*** Opening DATA EXCERPTS ***

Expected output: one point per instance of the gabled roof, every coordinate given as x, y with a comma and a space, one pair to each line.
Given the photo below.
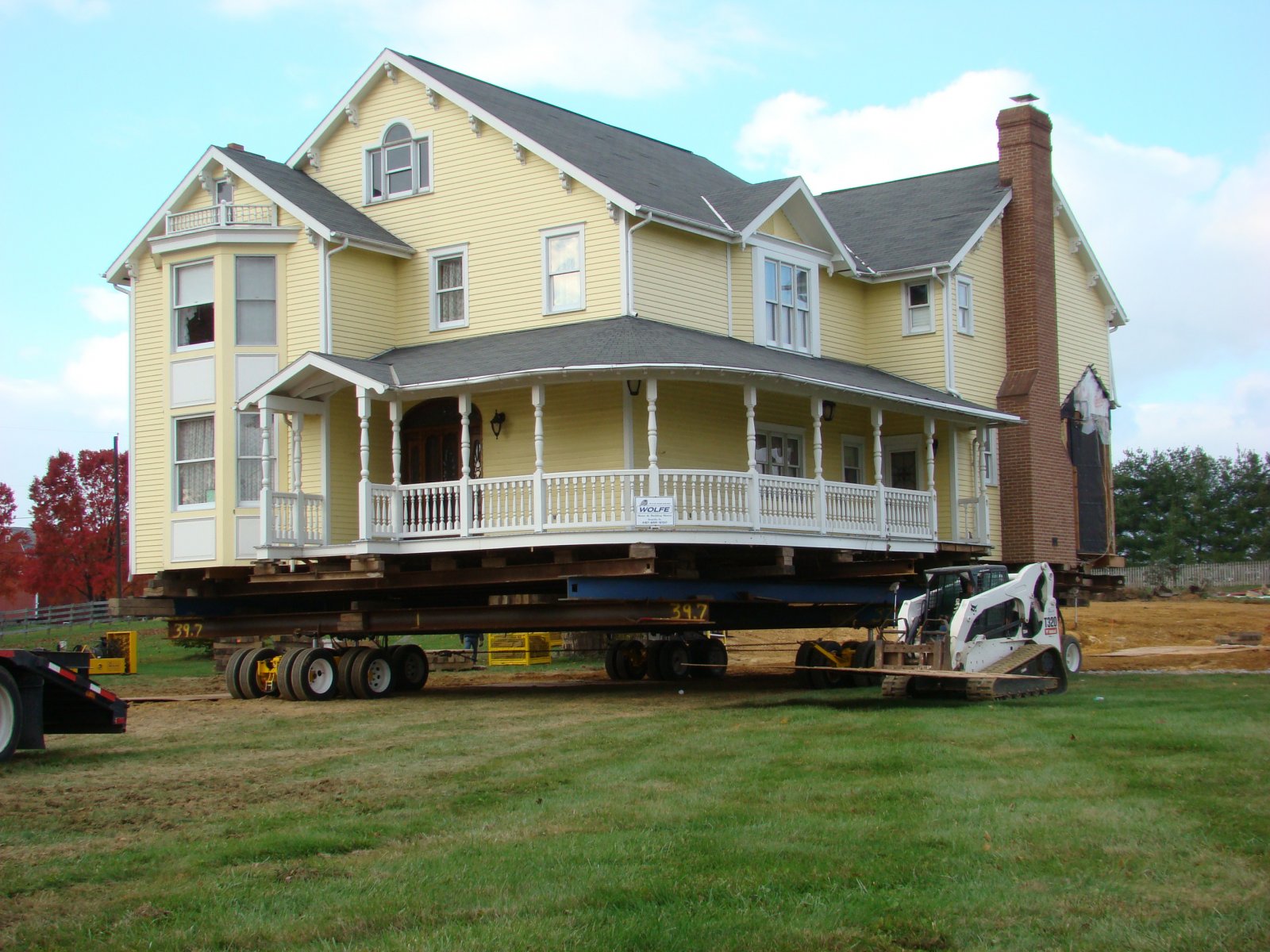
618, 346
313, 203
914, 222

*** Closing DATA EXCERPTS ***

| ASSIGNED TASK |
The full listing, reproduced exactly and without pictures, is the expected output.

| EXERCISE OUTPUT |
Expected output: one point per instance of the gabled roof, every coordinate given as x, y with a comma and a space, one pair to each line.
Given the photo below.
618, 346
313, 203
914, 222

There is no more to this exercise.